Texto del ejercicio:
==================================================
Al margen de todo lo relacionado con los escandalosos entretelones del caso Zapata-Camce, a uno de cuyos más recientes episodios se refiere nuestro editorial de hoy, el tema de las adjudicaciones directas de obras públicas ha sido motivo de atención en nuestra ciudad desde hace ya mucho tiempo. En efecto, como es fácil comprobar, es un asunto cuya real magnitud ya había sido advertida con mucha anticipación, pero que recién ahora recibe la atención que merece debido a los condimentos morbosos que rodean el caso más conocido pero no el único ni el peor.
Tanto es así que el principal hilo conductor de la agenda informativa local durante los últimos meses ha sido precisamente la secuela de daños y perjuicios ocasionados por las obras arbitrariamente adjudicadas, medidos en términos de sobreprecios, incumplimiento de plazos y pésima calidad de las obras ejecutadas.
==================================================
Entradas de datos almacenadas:
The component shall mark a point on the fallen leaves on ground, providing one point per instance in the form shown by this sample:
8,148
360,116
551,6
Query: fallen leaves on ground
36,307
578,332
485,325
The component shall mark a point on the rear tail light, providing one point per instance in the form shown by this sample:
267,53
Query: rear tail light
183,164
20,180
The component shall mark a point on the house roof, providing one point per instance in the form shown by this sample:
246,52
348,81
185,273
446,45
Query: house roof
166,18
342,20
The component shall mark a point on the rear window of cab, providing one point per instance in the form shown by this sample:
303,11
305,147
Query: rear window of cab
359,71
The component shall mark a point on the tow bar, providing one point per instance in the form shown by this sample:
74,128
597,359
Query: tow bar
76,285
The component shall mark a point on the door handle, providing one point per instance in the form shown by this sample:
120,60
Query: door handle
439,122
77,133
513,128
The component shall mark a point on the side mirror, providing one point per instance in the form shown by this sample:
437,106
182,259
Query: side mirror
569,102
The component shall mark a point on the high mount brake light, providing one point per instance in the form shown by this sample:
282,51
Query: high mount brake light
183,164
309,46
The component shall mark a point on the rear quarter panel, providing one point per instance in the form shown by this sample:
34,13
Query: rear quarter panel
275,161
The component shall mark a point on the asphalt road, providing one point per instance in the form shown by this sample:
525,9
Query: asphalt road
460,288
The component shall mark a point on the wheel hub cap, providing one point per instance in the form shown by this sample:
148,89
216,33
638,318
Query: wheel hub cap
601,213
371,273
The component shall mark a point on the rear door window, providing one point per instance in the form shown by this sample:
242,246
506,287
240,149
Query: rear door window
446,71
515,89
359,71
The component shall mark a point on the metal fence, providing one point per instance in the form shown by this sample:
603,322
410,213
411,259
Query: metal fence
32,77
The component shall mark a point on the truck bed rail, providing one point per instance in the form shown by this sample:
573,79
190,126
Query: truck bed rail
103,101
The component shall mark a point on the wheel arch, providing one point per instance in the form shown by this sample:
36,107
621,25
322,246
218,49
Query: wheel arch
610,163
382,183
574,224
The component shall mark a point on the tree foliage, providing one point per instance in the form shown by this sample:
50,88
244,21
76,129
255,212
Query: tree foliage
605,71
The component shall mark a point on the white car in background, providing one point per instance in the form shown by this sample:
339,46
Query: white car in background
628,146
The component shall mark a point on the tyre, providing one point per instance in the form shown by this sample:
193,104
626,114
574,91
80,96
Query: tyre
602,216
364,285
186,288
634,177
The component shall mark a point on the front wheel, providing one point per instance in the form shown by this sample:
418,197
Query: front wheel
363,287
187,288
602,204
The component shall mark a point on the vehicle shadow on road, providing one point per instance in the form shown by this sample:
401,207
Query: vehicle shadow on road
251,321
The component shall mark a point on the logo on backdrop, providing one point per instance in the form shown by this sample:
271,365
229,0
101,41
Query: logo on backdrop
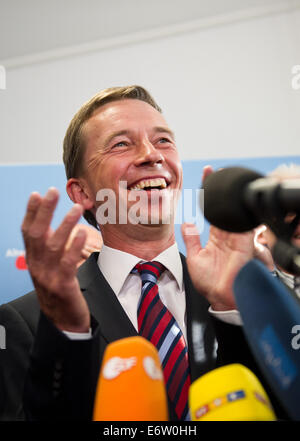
==================================================
Objetivo del ejercicio:
En el texto sobre las adjudicaciones directas de obras públicas, ¿por qué el asunto recibe recién ahora la atención que merece? Explícalo en una a tres oraciones, por favor.

Respuesta de la tarea:
Recibe ahora esa atención debido a los condimentos morbosos que rodean el caso más conocido, aunque ese caso no es el único ni el peor. La real magnitud del asunto ya había sido advertida con mucha anticipación.